(Deskripsi Tugas) Salin ulang setiap baris dari seluruh catatan di bawah tanpa perubahan apa pun, termasuk tanda baca dan spasi.
━━━━━━━━━━
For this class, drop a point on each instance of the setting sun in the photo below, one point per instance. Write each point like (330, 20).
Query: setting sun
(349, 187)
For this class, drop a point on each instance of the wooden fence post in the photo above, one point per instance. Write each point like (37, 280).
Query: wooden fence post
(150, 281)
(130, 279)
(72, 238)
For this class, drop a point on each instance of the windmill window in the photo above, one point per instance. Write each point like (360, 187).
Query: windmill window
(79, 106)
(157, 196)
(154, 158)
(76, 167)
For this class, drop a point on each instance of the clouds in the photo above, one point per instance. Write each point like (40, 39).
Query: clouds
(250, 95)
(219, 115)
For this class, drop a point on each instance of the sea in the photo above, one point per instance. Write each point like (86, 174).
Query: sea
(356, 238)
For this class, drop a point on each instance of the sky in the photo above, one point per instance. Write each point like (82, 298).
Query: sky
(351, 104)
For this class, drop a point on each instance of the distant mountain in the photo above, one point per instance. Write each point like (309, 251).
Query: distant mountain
━━━━━━━━━━
(Jawaban di Bawah)
For this class, drop a point on each instance of the setting sun in the photo below, one point per instance. Write each point like (330, 20).
Query: setting sun
(349, 187)
For this class, drop a point on each instance of the wooden fence post in the photo above, one point per instance. Write each point like (37, 280).
Query: wooden fence post
(150, 281)
(130, 279)
(72, 238)
For this class, drop a point on each instance of the windmill window in the photo above, one point per instance. Write each point like (360, 187).
Query: windmill window
(79, 106)
(157, 196)
(154, 158)
(76, 167)
For this class, drop a point on each instance of the clouds in the photo above, one point per instance. Write each point like (40, 39).
Query: clouds
(250, 95)
(219, 115)
For this class, drop a point on each instance of the sea in the photo above, one point per instance. Write each point like (86, 174).
Query: sea
(356, 238)
For this class, drop a point on each instance of the sky in the photo above, one point per instance. Write each point like (82, 298).
Query: sky
(351, 104)
For this class, drop a point on each instance of the distant mountain in the photo above, one point per instance. Write each point like (309, 251).
Query: distant mountain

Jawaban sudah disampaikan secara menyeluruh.